## TASK OBJECTIVE
Pull out each line of the material below that contains the word "child", and copy those lines.

--- STORED ROWS ---

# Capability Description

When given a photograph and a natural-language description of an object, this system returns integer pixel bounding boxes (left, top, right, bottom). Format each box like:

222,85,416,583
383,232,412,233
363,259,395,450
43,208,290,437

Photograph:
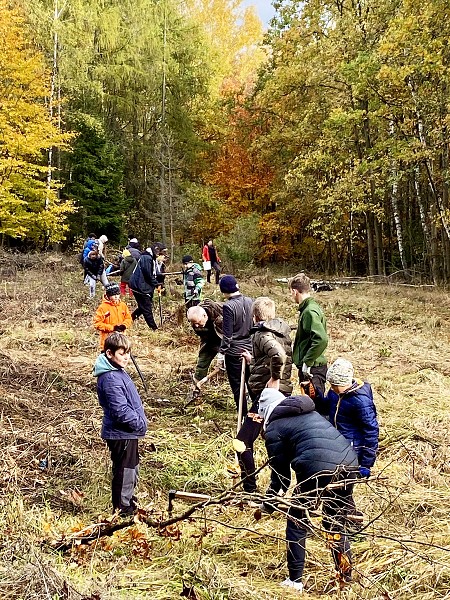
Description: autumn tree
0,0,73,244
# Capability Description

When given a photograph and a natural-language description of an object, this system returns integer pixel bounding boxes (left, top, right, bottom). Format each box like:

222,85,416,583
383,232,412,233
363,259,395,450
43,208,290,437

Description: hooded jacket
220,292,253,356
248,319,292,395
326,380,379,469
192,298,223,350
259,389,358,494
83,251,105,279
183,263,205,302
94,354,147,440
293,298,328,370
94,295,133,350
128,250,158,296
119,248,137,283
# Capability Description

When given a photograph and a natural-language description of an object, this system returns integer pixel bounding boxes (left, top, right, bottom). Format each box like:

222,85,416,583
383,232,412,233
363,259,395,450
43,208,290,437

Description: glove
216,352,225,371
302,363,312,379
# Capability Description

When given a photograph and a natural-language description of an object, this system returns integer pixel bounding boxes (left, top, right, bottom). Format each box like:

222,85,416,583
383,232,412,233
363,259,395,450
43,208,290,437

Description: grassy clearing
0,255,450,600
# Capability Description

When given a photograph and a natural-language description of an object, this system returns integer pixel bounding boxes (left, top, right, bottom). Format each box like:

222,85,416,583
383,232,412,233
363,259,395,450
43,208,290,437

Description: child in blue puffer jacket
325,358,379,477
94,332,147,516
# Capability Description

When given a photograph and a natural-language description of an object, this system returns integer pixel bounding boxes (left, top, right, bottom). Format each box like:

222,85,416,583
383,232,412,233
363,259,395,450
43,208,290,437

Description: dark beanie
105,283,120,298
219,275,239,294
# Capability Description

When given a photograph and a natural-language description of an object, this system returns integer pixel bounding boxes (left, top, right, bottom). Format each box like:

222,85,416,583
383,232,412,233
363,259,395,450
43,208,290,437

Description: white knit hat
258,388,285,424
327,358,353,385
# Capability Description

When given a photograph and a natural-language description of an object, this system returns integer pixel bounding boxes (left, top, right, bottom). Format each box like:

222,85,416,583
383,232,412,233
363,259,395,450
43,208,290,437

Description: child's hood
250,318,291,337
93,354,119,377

---
--- STORED ROWS ---

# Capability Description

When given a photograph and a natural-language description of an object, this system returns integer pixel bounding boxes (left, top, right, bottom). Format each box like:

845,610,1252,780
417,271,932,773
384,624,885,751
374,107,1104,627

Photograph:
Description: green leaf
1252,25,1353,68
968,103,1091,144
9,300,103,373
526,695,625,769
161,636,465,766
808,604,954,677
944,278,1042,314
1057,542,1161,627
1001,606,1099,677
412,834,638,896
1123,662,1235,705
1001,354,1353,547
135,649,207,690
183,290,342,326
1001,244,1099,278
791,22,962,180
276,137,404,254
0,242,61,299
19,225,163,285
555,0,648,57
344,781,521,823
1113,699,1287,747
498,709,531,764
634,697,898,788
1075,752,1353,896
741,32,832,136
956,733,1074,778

---

## THE OUTPUT
Description: child in blue puffer jacket
Description: child's hood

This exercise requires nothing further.